● **Reading text**
--- BEGIN ---
Even his latest opponent could not quell his assault on Jack Nicklaus' Majors record. Tiger, having blown away every adversary that's been put in front him since his first PGA tournament in 1996, overcame injury to chalk up his 14th Major win, taking the US Open title.
After forcing a play-off with a last-gasp birdie on the 18th at Torrey Pines last Sunday, the world No1 returned a day later to fend off the challenge of journeyman Rocco Mediate and leave himself four titles short of the Golden Bear's Majors haul.
Woods called this his "greatest victory yet", as the phenomenon battled back from a serious knee injury – at times he fell to the ground clutching his left leg – and lack of match practice to reaffirm his position as one of the greatest golfers of all-time.
When – not if – he matches Nicklaus' 18 wins, Tiger's fans will have real reason to argue that the boy from Cypress, California, is the best to have picked up a club. He may have amazed at Pebble Beach and the Old Course in the past, but on Monday Woods showed what all great champions must: immense mental fortitude and courage to win.
His 14 majors in 11 years – 12 of which were won this decade – is more impressive when considering Nicklaus' record spanned 24 years. Add to that Woods' stranglehold on the top spot in the PGA rankings and it is hard to argue he doesn't have the credentials to be considered one of sport's greatest players.
But is it fair to compare sportsmen from different disciplines? And what makes an athlete truly great?
Only a few in the past have transcended their profession – Woods sits alongside Muhammed Ali and Michael Jordan in doing so – but should global appeal and worldwide recognition be taken into account when defining the greatest ever sportsman?
Emirates Business looks at some of those who lay claim to Tiger's throne, yet, as his place in the world rankings suggests, it will be difficult to tame the new US Open champion's quest to become the best there ever was.
His decision to change his "slave name" from Cassius Clay heralded a new era for black pride in the 1960s, and his sacrifice – a three-year ban from the sport – at the height of his career, to make a then unpopular stance against the war in Vietnam, displayed the courage and inspiration of the man.
Ali burst onto the scene at the 1960 Rome Olympics, where he took gold at Light Heavyweight, before going on to land three world Heavyweight titles.
He took part in some of boxing's most thrilling fights, standing toe-to-toe with other stars of his era, such as Joe Frazier, Sonny Liston and George Foreman.
His 'Rumble in the Jungle' with the latter was perhaps his greatest win, coming back from the ban to defeat the seemingly unstoppable Foreman against the odds.
Still one of the most recognisable men in the world, Ali championed the causes of the developing world, fighting his most high-profile contests in places others would not have dared, including Kinshasa in Zaire, Manila and Kuala Lumpur.
While boxing experts claim Sugar Ray Robinson the better technical boxer, 'The Louisville Lip' brought a new dimension to being a champion with his charm and wit that made him difficult to dislike.
--- END ---
● **Data extract**
--- BEGIN ---
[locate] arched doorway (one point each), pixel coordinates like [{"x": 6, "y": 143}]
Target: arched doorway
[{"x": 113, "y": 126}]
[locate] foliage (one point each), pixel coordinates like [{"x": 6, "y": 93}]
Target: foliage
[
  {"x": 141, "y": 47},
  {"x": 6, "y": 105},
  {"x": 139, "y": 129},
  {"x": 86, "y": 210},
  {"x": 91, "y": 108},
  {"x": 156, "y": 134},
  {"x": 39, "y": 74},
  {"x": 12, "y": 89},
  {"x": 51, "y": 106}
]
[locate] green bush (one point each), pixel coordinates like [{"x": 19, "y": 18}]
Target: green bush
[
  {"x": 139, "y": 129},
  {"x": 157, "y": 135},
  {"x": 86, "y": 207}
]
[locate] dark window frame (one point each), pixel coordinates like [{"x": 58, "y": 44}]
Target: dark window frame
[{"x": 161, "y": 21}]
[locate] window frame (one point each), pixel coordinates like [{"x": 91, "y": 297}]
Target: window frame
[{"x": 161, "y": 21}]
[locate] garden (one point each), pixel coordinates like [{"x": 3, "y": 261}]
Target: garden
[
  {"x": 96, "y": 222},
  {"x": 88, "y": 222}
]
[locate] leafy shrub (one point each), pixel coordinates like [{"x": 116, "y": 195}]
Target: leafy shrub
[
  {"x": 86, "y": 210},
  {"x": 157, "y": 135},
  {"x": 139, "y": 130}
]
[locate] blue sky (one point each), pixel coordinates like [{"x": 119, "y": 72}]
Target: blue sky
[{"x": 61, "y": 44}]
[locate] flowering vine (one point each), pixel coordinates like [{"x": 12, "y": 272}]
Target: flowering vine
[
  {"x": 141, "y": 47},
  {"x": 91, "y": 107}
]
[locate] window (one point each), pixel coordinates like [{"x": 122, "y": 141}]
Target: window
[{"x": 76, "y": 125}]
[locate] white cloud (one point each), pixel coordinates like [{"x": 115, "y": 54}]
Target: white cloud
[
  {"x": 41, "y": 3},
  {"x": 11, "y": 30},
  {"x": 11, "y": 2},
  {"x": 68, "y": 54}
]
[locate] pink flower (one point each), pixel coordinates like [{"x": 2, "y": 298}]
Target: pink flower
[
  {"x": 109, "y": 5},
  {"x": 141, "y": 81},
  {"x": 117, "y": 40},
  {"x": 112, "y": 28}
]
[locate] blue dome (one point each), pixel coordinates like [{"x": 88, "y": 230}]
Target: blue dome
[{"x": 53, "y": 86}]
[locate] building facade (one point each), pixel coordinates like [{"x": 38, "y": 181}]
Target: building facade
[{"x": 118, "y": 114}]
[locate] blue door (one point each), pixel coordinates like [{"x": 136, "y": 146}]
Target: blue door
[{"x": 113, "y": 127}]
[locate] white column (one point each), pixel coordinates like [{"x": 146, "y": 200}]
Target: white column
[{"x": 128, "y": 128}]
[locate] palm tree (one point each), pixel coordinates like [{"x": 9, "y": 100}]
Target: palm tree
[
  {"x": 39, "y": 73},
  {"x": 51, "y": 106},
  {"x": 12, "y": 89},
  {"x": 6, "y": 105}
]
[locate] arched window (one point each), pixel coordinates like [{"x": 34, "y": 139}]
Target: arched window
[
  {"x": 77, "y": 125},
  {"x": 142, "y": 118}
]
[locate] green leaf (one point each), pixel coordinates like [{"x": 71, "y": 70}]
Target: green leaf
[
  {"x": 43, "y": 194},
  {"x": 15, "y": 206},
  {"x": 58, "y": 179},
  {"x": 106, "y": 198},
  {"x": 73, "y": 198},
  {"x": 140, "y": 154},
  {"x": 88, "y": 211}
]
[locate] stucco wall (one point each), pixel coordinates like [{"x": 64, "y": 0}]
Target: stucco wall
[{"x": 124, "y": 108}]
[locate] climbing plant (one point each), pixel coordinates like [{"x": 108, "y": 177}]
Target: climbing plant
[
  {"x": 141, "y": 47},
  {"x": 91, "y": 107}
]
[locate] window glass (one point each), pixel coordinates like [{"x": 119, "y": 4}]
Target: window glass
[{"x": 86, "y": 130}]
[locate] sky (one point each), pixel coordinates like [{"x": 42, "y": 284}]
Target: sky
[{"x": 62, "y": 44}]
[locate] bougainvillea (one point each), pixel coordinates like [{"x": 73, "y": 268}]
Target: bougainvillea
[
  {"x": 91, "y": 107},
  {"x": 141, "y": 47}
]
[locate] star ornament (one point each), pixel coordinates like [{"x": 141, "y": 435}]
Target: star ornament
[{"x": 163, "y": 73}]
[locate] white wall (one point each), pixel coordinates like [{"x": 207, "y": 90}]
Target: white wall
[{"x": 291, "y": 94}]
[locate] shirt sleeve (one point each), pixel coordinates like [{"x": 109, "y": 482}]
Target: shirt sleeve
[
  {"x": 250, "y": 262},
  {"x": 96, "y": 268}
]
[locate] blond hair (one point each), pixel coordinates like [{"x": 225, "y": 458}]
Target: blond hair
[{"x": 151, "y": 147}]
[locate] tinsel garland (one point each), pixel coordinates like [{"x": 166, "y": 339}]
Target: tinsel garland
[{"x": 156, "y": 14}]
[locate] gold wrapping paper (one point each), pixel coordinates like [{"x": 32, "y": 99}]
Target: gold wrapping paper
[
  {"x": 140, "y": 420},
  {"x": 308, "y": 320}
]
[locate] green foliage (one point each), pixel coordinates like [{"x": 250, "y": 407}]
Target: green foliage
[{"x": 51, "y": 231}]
--- END ---
--- BEGIN ---
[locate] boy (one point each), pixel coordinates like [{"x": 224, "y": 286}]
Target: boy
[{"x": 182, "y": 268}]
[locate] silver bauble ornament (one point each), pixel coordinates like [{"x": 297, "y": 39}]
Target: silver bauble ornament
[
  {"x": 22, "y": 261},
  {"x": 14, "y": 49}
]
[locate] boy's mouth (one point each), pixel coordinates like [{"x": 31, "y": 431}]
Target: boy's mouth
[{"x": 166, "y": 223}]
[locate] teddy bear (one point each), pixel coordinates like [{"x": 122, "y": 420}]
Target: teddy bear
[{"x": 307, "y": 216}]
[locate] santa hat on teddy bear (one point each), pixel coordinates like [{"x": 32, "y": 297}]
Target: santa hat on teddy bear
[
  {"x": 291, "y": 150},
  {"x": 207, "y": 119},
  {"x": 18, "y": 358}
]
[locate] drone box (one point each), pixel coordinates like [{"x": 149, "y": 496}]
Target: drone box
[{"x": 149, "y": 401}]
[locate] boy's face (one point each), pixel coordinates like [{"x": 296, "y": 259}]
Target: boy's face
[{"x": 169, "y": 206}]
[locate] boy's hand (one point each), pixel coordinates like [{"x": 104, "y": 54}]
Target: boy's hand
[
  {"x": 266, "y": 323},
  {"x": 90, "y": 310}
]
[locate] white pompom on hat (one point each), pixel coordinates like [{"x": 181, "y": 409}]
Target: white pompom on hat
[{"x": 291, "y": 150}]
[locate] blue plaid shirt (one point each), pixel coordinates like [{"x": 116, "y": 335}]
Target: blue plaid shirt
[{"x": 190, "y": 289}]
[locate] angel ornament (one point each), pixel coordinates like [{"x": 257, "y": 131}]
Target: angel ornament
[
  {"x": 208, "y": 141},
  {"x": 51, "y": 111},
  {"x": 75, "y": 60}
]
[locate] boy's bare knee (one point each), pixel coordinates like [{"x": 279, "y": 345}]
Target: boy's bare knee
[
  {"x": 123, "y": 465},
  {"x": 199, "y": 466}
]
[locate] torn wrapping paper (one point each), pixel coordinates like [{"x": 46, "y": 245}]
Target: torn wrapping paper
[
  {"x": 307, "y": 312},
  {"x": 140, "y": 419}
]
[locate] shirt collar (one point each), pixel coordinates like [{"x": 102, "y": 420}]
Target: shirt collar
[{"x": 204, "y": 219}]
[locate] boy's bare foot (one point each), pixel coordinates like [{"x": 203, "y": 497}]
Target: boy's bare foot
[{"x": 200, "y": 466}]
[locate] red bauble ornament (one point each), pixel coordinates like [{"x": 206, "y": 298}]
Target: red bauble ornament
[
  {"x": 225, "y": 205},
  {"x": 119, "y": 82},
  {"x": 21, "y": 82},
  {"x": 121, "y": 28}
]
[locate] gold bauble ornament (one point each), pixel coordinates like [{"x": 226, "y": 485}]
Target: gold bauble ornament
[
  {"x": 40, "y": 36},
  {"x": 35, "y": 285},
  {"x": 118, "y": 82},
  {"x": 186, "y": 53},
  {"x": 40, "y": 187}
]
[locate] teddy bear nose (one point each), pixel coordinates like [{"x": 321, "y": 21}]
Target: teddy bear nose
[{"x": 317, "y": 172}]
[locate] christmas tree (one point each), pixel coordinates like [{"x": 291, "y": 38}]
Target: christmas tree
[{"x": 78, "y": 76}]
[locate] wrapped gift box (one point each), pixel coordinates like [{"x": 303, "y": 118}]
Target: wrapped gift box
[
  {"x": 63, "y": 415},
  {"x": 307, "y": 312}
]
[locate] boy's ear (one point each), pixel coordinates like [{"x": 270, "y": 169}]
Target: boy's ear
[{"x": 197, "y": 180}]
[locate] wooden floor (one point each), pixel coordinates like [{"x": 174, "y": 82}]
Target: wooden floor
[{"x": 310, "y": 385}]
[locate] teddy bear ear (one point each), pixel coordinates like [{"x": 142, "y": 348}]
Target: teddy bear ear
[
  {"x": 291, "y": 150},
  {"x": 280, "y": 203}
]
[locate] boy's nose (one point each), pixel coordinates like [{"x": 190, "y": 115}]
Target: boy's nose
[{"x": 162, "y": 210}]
--- END ---
● **Problems and tasks**
a - According to the article on Tiger Woods and sporting greatness, where did Ali first win gold, and in what weight class?
b - Translate this sentence from the article on Tiger Woods and sporting greatness into Spanish: "Ali burst onto the scene at the 1960 Rome Olympics, where he took gold at Light Heavyweight, before going on to land three world Heavyweight titles."
c - Proceed with the article on Tiger Woods and sporting greatness, picking up after its final sentence.
The rows have no connection to the article on Tiger Woods and sporting greatness.

● **Per-task answers**
a - He won gold at Light Heavyweight at the 1960 Rome Olympics.

b - Ali irrumpió en escena en los Juegos Olímpicos de Roma de 1960, donde ganó el oro en el peso semipesado, antes de conquistar tres títulos mundiales de los pesos pesados.

c -
He was voted as 'Sportsman of the Century' by Sports Illustrated, 'Sports Personality of the Century' by BBC and 'Athlete of the Century' by GQ magazine, confirming Ali's place as one of sport's best.
'The Golden Bear' is widely regarded as the greatest ever golfer due to his record 18 major titles between 1962 and 1986.
Whilst Woods is expected to beat the American's tally in the future, experts claim that Nicklaus' achievements – at a time when he had vastly inferior equipment and arguably a better standard of opponent – will for ever go unmatched.
Part of the 'Big Three' with Arnold Palmer and Gary Player, he is credited for transforming golf into a major spectator sport as the rivalry with his two main competitors drove global interest.
In 1971, he won the PGA Championship to become the first golfer to land all four Majors twice in a career. In 1974 the Ohio-born golfer was one of 13 original inductees into the official World Golf Hall of Fame.
Recognised as one of the best putters to compete on Tour, Nicklaus also had the ability to outdrive others when in his prime. He popularised the 'power fade' on his way to 73 PGA Tour wins, the second highest of any player in history. He had a successful stint on the senior Champions Tour, where he won eight major titles in six years from 1990 to 1996.
The American holds the record for the most Grand Slams wins, sealing 14 Major titles in his 15-year career.
A former world No1, he spent six consecutive years at the top of the ATP rankings, making him the most successful player of the Open Era (from 1968 onwards).
It was at Wimbledon that 'Pistol Pete' felt most comfortable, winning the All-England Lawn Tennis Club tournament seven times, a record he shares with William Renshaw.
However, Sampras showed his versatility by winning on the hardcourts of the US and Australian Opens, taking those titles five times and two times respectively. His greatest weapon was perhaps his second serve, widely regarded in the game as the best ever. His serve and volley was also suited perfectly to his level of athleticism, foot speed and court coverage.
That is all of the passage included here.